* [Problem to solve]:
Down to the last line, retype the records below exactly and skip the pictures.

* [Source material]:
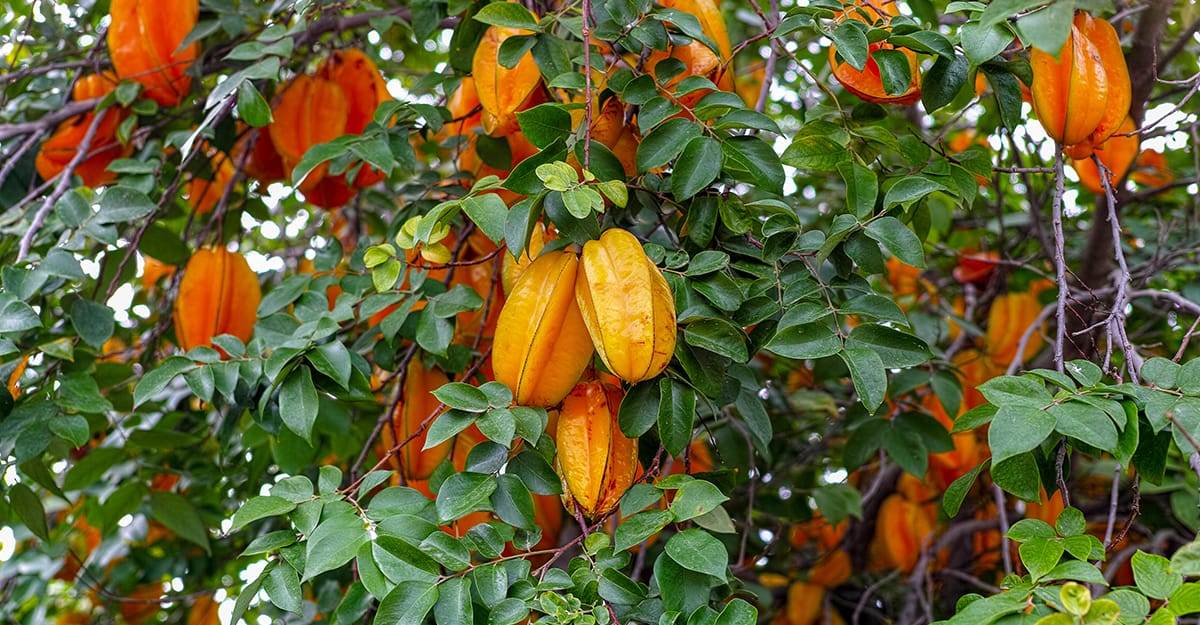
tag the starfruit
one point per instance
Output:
(541, 346)
(1117, 155)
(1083, 95)
(627, 306)
(595, 461)
(502, 90)
(417, 403)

* [Written solution]:
tag the starfruit
one point per instance
Output:
(541, 346)
(1117, 155)
(1083, 95)
(627, 306)
(595, 461)
(502, 90)
(417, 403)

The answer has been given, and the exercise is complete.